BEGIN Dataset entries
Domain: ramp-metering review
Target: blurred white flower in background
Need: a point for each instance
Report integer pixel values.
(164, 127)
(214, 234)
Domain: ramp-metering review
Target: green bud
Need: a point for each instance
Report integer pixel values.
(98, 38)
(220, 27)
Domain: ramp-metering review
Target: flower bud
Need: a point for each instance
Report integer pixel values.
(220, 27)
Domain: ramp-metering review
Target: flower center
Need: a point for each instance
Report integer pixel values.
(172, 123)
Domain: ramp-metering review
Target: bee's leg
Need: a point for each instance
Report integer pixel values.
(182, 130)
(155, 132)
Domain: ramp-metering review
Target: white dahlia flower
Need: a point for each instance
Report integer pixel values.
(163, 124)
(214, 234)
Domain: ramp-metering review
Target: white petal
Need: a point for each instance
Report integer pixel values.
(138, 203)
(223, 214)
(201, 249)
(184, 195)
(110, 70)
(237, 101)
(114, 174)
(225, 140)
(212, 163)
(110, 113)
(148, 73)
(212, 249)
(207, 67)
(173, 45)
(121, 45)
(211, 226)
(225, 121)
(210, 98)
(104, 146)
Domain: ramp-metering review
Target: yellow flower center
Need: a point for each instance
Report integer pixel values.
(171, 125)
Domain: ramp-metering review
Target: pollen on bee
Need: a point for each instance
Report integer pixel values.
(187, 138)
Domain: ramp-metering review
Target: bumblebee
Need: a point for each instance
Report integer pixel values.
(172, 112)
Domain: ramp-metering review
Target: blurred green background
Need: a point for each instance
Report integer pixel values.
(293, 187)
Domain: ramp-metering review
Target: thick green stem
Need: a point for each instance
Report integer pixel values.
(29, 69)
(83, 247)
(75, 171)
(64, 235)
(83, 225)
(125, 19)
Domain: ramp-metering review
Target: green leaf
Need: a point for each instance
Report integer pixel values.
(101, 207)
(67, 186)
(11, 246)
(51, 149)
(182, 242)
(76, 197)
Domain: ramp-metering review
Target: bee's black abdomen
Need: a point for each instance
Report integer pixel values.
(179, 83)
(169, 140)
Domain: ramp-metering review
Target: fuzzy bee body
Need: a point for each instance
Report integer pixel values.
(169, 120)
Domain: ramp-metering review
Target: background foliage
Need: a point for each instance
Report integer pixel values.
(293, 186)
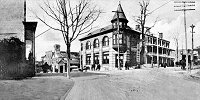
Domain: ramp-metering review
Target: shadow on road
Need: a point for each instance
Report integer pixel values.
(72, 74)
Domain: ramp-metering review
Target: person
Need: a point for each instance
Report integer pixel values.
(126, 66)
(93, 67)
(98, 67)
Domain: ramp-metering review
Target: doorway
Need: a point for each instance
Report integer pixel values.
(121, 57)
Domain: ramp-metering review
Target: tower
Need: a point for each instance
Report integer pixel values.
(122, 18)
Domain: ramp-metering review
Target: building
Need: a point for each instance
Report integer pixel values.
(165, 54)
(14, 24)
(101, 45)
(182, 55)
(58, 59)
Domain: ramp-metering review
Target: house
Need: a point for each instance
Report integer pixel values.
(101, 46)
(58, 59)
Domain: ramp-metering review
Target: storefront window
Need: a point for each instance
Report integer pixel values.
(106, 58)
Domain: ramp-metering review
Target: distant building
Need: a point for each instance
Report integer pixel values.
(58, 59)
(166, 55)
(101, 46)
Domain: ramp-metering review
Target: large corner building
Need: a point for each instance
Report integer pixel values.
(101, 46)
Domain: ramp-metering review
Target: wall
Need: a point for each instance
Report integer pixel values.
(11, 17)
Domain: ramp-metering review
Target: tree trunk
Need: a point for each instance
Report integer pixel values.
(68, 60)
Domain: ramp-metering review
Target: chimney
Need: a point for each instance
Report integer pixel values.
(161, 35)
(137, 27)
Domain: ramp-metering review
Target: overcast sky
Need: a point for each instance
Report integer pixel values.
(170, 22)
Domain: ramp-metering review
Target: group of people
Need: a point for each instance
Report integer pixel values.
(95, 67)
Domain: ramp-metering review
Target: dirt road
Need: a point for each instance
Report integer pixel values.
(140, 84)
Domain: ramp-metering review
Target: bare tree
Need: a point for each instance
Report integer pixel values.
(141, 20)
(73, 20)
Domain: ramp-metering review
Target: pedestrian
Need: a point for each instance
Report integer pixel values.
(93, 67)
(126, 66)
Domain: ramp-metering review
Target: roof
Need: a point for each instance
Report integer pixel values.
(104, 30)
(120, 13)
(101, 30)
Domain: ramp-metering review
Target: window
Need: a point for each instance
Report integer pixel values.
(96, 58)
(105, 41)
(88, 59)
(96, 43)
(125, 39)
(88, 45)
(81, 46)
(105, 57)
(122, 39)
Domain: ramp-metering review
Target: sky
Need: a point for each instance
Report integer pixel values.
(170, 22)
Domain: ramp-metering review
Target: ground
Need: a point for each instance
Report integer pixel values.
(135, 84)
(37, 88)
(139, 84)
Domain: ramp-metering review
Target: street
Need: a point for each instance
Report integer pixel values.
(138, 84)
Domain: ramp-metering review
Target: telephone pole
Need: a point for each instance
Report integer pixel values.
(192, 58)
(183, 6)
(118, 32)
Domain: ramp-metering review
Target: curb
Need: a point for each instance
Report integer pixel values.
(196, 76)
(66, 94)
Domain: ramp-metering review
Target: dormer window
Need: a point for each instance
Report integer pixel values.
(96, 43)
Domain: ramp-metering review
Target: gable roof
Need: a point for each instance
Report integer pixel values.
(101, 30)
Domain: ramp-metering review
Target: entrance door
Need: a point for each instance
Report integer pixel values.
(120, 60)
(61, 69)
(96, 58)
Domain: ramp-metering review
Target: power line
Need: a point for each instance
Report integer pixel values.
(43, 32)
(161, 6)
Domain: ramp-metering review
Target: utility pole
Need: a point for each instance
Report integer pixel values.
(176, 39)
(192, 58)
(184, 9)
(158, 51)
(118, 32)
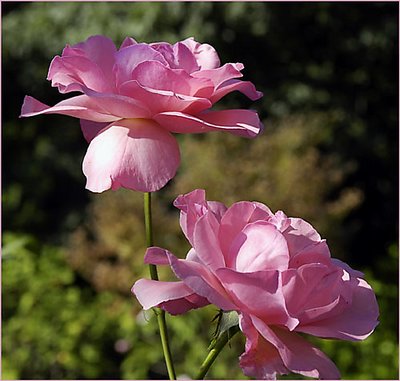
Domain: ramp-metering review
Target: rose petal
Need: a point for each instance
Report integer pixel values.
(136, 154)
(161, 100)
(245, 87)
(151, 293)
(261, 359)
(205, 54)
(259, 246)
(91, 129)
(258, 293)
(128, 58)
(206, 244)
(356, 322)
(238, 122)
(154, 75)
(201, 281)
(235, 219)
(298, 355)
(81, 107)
END Dataset entries
BEGIN Dataset entries
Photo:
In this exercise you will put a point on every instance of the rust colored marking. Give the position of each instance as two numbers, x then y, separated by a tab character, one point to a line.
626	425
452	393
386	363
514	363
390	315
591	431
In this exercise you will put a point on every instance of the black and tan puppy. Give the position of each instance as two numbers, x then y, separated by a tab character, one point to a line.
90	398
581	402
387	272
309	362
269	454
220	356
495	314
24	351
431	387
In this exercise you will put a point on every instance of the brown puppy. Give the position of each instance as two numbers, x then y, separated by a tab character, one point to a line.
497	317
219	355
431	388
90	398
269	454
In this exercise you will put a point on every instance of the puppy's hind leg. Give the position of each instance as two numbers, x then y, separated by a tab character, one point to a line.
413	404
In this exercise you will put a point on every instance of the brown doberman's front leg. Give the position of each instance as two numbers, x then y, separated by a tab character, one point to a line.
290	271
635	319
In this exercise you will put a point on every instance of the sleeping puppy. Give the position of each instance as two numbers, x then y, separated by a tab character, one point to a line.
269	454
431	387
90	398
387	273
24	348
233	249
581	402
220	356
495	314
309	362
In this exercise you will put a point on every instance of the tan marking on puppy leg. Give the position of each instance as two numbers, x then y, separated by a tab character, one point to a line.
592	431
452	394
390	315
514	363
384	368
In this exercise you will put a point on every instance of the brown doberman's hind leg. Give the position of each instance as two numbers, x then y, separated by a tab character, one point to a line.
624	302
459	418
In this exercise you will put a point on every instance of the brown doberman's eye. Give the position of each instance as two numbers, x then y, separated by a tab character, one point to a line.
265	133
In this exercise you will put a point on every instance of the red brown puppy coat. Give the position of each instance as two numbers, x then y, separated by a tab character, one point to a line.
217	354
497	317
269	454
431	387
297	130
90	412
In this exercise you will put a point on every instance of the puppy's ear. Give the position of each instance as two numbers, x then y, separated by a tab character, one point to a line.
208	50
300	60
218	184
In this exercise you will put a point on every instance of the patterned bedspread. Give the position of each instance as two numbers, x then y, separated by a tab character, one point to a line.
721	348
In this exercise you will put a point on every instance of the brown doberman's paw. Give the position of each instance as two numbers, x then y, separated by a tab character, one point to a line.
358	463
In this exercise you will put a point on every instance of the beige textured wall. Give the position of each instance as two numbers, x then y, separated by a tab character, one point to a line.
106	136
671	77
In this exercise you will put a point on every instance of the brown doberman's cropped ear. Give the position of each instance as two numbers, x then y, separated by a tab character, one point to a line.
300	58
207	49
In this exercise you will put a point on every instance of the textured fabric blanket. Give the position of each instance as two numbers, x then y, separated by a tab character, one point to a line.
END Dataset entries
What lines in the material above hold the string "pole"? List them.

**Exercise response:**
Target: telephone pole
Target: utility pole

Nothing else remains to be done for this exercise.